WORK REQUIRED
Reproduce the opening lines of the records exactly, please, stopping after the line that contains "positive clicks: (1149, 526) (1140, 523)".

Collected data
*** Block opens ***

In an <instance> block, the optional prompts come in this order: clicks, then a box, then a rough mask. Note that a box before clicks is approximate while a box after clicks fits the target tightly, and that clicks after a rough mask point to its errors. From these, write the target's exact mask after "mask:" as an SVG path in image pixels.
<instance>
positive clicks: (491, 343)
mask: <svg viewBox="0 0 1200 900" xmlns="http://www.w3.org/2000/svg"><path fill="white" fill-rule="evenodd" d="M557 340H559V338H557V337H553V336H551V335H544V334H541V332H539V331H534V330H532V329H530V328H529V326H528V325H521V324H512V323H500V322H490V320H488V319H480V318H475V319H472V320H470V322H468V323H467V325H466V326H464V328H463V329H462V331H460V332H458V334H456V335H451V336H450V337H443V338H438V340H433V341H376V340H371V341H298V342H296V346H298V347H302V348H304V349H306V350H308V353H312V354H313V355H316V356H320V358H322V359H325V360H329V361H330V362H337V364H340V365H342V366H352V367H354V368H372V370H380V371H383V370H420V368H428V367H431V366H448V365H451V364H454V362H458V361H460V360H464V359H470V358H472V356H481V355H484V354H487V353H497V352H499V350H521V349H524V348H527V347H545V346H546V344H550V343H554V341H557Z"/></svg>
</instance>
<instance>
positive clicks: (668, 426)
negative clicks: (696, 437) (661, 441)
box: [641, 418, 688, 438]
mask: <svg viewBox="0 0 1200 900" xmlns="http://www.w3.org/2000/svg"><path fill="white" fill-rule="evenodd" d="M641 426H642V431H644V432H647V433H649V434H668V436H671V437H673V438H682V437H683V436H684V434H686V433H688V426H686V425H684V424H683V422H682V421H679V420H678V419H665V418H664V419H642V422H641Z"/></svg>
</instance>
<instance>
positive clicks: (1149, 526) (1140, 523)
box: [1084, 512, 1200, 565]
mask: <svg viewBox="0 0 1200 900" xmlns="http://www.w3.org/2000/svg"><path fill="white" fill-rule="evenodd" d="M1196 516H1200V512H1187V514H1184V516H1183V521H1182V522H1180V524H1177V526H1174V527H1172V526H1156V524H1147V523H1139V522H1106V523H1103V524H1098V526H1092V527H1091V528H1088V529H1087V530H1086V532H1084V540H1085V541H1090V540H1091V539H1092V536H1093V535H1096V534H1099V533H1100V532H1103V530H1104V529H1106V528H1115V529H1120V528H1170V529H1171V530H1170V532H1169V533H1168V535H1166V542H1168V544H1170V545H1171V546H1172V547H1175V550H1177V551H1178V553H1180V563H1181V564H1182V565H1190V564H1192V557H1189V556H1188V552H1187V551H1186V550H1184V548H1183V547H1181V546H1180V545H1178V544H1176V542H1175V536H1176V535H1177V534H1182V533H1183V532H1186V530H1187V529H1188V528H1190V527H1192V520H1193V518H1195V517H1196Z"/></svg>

*** Block closes ***

RESULT FOR THIS TASK
In an <instance> block, the optional prompts come in this order: clicks, then a box, then a rough mask. Note that a box before clicks is approximate while a box after clicks fits the target tightly, and that clicks after a rough mask point to its errors. From these, write the target's exact mask after "mask:" as an SVG path in image pixels.
<instance>
positive clicks: (491, 343)
mask: <svg viewBox="0 0 1200 900" xmlns="http://www.w3.org/2000/svg"><path fill="white" fill-rule="evenodd" d="M557 340H559V338H557V337H553V336H551V335H544V334H541V332H539V331H534V330H532V329H530V328H529V326H528V325H521V324H512V323H500V322H490V320H488V319H480V318H475V319H472V320H470V322H468V323H467V325H466V326H464V328H463V329H462V331H460V332H458V334H456V335H451V336H450V337H443V338H438V340H433V341H376V340H371V341H298V342H296V346H298V347H302V348H304V349H306V350H308V353H312V354H313V355H316V356H320V358H322V359H325V360H329V361H330V362H337V364H340V365H342V366H352V367H354V368H372V370H380V371H383V370H420V368H428V367H431V366H448V365H451V364H454V362H458V361H460V360H464V359H470V358H472V356H481V355H484V354H487V353H497V352H499V350H521V349H524V348H527V347H545V346H546V344H550V343H554V341H557Z"/></svg>
</instance>
<instance>
positive clicks: (668, 426)
negative clicks: (696, 437) (661, 441)
box: [641, 418, 688, 438]
mask: <svg viewBox="0 0 1200 900" xmlns="http://www.w3.org/2000/svg"><path fill="white" fill-rule="evenodd" d="M641 426H642V431H644V432H647V433H649V434H668V436H671V437H673V438H682V437H683V436H684V434H686V433H688V426H686V425H684V424H683V422H682V421H679V420H678V419H665V418H664V419H642V422H641Z"/></svg>
</instance>
<instance>
positive clicks: (1149, 526) (1140, 523)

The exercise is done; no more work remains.